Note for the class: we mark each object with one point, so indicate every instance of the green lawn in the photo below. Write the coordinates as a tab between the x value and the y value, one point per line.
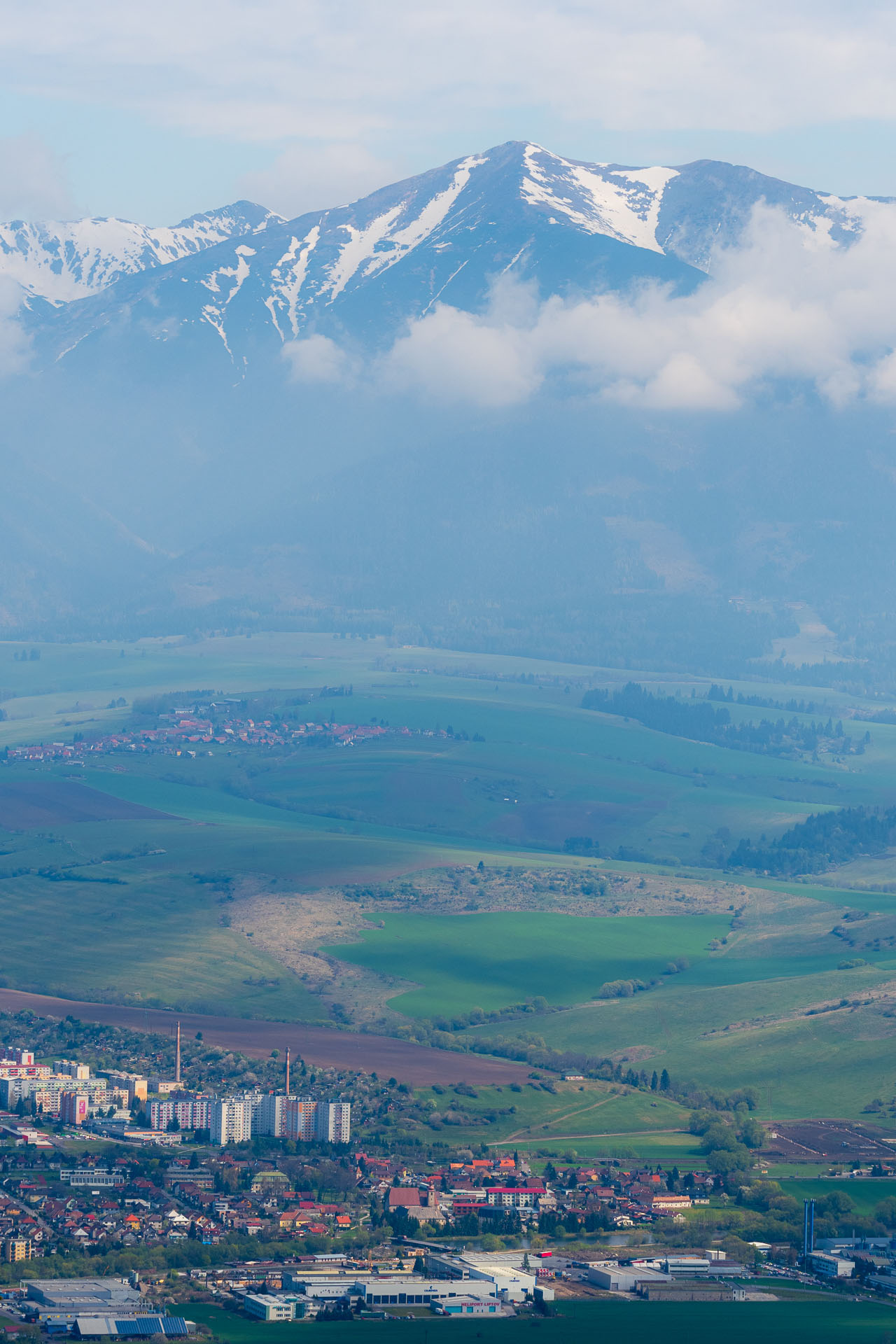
865	1193
546	771
492	960
570	1113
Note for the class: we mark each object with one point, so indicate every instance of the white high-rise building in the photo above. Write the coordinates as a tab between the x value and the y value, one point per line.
232	1120
270	1116
333	1121
300	1119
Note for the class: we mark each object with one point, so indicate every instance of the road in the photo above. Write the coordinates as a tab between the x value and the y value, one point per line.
390	1058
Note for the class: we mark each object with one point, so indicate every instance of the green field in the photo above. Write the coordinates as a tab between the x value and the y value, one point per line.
543	771
590	1110
679	1323
491	960
865	1194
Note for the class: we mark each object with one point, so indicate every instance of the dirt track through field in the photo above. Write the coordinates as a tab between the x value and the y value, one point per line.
409	1062
30	804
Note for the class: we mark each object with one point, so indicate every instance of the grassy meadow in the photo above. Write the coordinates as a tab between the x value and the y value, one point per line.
491	960
148	917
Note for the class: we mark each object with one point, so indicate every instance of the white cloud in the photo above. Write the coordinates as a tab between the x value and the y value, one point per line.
305	69
33	181
786	305
308	178
317	359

• _Written request_
Please extract exactly, and only, the lines from the line containing "the white high-rise" through the last line of the records.

• _The completed task_
Note for the class: we mark each object with one point, so indicate every instance of the white high-rise building in the photo above. Write the coordinates as a tab between the x value and the y value, one point per line.
232	1120
270	1116
333	1121
300	1119
Note for the class: we mark each object with one point, so indicate every instance of the road in the photo above. Write the coordinates as a tab between the x value and the y value, one point per line.
390	1058
Note for the class: we mark each object with one point, so indicate every instance of the green field in the photo above. Write the coordinates as a tab between the x value and the y value, one point per line.
543	771
590	1110
679	1323
491	960
865	1194
Note for the class: we mark each object with one point, so indicate every instance of the dirt track through field in the photo above. Write the coordinates as a tab between the x value and the y value, one point per line.
409	1062
30	804
Note for the class: we mark each object with one point, so indicate every instance of the grassy meadow in the photo above. Write the coordinates as a tab between the x value and the y value, one point per line.
491	960
148	917
Note for the class: we mark each object with one point, so indicate every instance of the white cloud in the photo above. Write the coordinates as a tab between the x value and the y value, one point per line.
305	69
33	181
786	305
308	178
317	359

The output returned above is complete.